▶ Written task:
Revise the data below so that every "firefighter" becomes "rescuer", keeping all other text the same.

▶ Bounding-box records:
** START **

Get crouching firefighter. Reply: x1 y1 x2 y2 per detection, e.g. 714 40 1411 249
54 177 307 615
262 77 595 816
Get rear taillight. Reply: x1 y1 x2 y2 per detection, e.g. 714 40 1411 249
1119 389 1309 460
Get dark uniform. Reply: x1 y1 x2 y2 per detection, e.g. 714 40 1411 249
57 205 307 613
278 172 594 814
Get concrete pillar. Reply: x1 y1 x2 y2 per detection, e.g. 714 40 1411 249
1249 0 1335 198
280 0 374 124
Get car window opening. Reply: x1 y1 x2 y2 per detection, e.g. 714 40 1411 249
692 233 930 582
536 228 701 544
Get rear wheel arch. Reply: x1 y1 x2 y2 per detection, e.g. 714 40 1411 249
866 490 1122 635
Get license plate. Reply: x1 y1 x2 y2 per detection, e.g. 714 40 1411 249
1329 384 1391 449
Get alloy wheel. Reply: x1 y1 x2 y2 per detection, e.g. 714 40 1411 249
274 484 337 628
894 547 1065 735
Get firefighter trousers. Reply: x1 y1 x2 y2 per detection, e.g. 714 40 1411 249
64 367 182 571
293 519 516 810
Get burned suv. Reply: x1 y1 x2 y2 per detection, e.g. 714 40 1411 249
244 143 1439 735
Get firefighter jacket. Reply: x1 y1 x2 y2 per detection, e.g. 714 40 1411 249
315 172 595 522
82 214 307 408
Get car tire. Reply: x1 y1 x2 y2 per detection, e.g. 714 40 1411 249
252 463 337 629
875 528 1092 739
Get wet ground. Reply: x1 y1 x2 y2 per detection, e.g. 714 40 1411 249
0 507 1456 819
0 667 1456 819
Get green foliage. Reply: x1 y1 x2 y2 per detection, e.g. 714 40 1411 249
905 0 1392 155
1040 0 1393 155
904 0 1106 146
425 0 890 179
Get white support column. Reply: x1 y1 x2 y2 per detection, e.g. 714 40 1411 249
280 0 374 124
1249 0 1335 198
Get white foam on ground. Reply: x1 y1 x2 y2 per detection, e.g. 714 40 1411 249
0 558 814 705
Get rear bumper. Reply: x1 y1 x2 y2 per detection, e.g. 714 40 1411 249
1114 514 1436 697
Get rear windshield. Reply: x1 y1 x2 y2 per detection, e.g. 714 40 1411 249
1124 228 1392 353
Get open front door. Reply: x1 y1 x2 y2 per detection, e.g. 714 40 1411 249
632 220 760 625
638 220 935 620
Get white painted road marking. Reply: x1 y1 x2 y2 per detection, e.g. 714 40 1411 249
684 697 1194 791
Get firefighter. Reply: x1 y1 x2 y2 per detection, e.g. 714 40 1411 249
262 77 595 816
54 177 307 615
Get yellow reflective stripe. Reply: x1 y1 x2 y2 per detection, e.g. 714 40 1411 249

** END **

▶ The solution:
Get crouching rescuer. Reply: x1 y1 x2 y2 per detection, e.g. 714 40 1411 249
54 177 307 615
262 77 595 816
Get rear taillight. Reply: x1 y1 x2 y2 per detection, e.g. 714 40 1411 249
1119 389 1309 460
Get dark uniform. Reply: x1 y1 x2 y2 per detection, e.g. 714 40 1411 249
57 205 307 613
278 172 594 814
Get concrete pillar. Reply: x1 y1 x2 y2 per detection, e.g. 714 40 1411 249
1249 0 1335 198
280 0 374 124
Get car window opening. Reply: x1 y1 x2 y2 per detection, e.g. 714 40 1411 249
692 233 930 582
536 228 701 544
Get rear wheel arch. Reply: x1 y1 x2 y2 per detection, e.g. 714 40 1411 249
866 490 1122 635
Get license plate. Reply: x1 y1 x2 y2 per detection, e.g. 714 40 1411 249
1329 384 1391 449
Get alloy wheel. Reply: x1 y1 x2 y2 per detection, e.g. 714 40 1411 249
274 484 337 628
894 547 1065 735
Get rescuer trousers. Reply: x1 y1 x2 y2 per detection, e.g. 714 40 1411 249
64 367 182 571
293 519 516 810
Get burned suv. Reply: x1 y1 x2 y2 per detection, e.g. 714 40 1411 249
244 143 1439 735
Get rescuer jacket. Reply: x1 y1 x2 y2 per detection, e.g. 714 40 1411 249
315 172 595 522
82 214 307 408
Get car tire. Reply: x1 y1 x2 y2 per detection, e.g. 714 40 1411 249
252 463 337 629
875 528 1092 739
Get wet ground. Reply: x1 y1 x2 y2 per detection, e.g. 714 40 1411 249
0 507 1456 819
0 667 1456 819
Get green foliage. Reply: x1 y1 x2 y2 per detection, e.g. 714 40 1411 249
905 0 1392 155
1040 0 1393 155
904 0 1106 146
425 0 890 179
Get white support column. Reply: x1 y1 x2 y2 per detection, e.g. 714 40 1411 249
280 0 374 124
1249 0 1335 198
Get white foam on ground. Reply: x1 y1 x2 y2 per detection, e.g. 714 40 1411 249
0 558 814 705
Get rear bumper. Reply: x1 y1 x2 y2 per detection, e.g. 714 40 1411 249
1114 514 1436 697
Get rear windshield. Reply: x1 y1 x2 y2 per detection, e.g. 714 40 1411 249
1124 228 1392 353
Get open front door. Reply: x1 y1 x2 y2 per detection, e.g. 714 40 1411 249
632 220 760 625
638 220 935 620
Get white painted road marking. Reply: x1 y1 x2 y2 per detection, e.g. 714 40 1411 249
684 697 1194 791
Get rescuer. Reply: x1 y1 x2 y2 per detection, e.g. 714 40 1411 249
262 77 595 816
54 177 307 615
Get yellow reflective stripe. Reply: x1 y1 x2 y2 per detection, e.g. 714 40 1411 249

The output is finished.